Data excerpts:

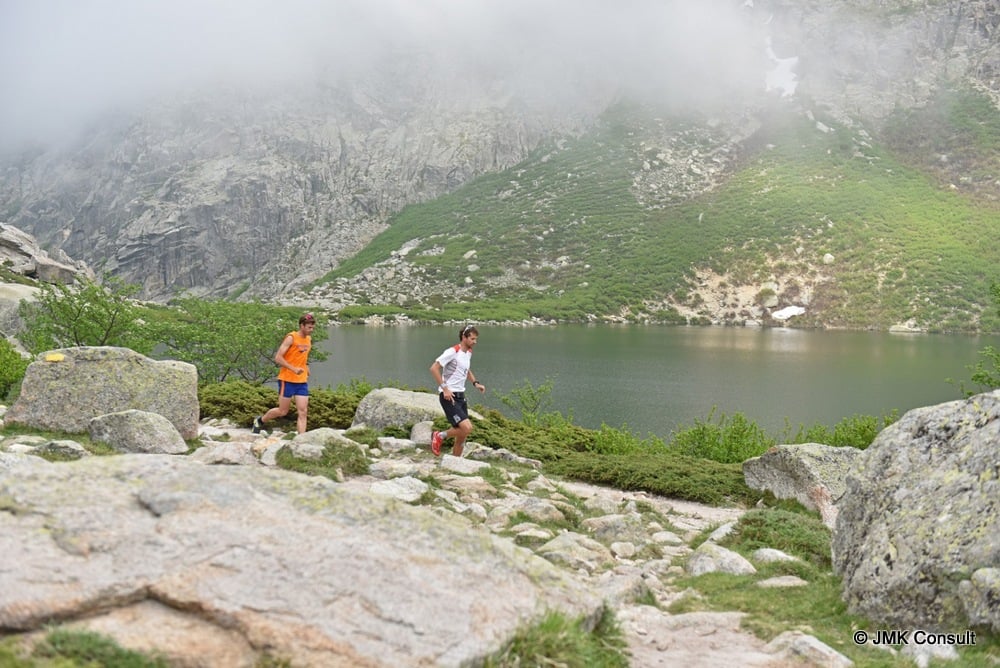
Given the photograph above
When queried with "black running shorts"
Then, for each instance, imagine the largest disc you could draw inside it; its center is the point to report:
(456, 410)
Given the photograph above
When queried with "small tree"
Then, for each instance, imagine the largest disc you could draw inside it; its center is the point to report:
(229, 340)
(12, 368)
(85, 314)
(986, 372)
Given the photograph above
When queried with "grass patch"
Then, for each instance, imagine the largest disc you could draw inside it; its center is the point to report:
(557, 640)
(337, 461)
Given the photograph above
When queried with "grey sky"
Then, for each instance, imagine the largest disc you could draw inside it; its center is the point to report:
(64, 61)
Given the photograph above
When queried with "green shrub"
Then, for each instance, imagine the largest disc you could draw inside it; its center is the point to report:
(12, 368)
(728, 440)
(857, 431)
(241, 401)
(668, 474)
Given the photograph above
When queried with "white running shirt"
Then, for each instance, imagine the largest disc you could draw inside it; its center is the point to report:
(455, 367)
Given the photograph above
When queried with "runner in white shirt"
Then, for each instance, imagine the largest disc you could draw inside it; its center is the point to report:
(450, 371)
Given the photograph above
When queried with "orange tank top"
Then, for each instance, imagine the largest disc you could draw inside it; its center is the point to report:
(296, 355)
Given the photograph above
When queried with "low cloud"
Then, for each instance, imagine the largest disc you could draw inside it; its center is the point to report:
(63, 62)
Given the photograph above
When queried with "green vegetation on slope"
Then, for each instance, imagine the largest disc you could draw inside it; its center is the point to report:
(567, 225)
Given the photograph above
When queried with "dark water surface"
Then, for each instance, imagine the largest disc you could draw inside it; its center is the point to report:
(655, 379)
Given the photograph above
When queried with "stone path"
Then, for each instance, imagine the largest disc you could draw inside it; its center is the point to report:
(656, 638)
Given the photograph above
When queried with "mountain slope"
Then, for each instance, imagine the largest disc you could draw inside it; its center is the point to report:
(836, 157)
(799, 213)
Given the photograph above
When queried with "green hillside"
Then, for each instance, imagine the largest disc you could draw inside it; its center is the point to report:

TASK DESCRIPTION: A word-for-word copy of all the data is required, minus the pictures.

ANSWER BOX:
Given the photograph above
When queried with "black running shorts"
Then, for each instance, imagine the largest disc you could draw inside it; its center is the point to report:
(456, 410)
Given the photograph above
When queried with "small tree"
Then, for each instance, imagine the largest disc you could draw inside it; its center is the point to report:
(229, 340)
(12, 368)
(85, 314)
(986, 372)
Given the photograph above
When queried with "grass patch"
Then, for each instance, imagine the largest disc you could draw inside it; its center is the point to report:
(557, 640)
(337, 461)
Given the photograph above
When queried with "grey sky"
Then, for each instance, imagine the largest disc you could draw inside it; its center is the point to report:
(64, 61)
Given the photograph above
When queried with "green shrub"
Then, for each instance, imagine the largest disc you could draw inside it; its center is the point to report:
(12, 368)
(728, 440)
(857, 431)
(241, 401)
(668, 474)
Given the photograph above
When queried with "white running shirt"
Then, for each instance, imagine the largest disc you could draw inside it; its center is the point to report:
(455, 367)
Given the photograph above
When queried with "runner in white shirt"
Then, for each instance, imagine the largest disc you could draw inside it; its center is the point to report:
(450, 371)
Given the photograph above
When queried with "orange tank top"
Then, for each instance, imagine the largest disc you could draw inside it; its center is the point to report:
(296, 355)
Given the photograph above
When queried with "low cloud"
Then, for each instance, imagine the largest disc you could draw inside it; its center is the point to report:
(63, 62)
Given the photograph above
When queried with "green vegetation on slope"
Then, for each instance, imagine the largest disc you could draw inside it; its center is the point to report:
(567, 225)
Given the photograph above
When queried with "dark water surface"
Then, for each instance, imagine the largest disc you could draw inside it; its center is the point to report:
(655, 379)
Given the photograph above
When queried with "stone path"
Then, for each instance, imagine the largest disc you could draw inside it; its center is the point to report:
(656, 638)
Given the photograph above
When queried with "mountain slope"
Then, for each instance, imagine the largest disc you could draw inside it; its center is the point to report:
(836, 157)
(799, 213)
Given the photograph above
When queried with "green hillside"
Then, for each instance, imagine the largest disc you could draw inside it; its center is the point to report:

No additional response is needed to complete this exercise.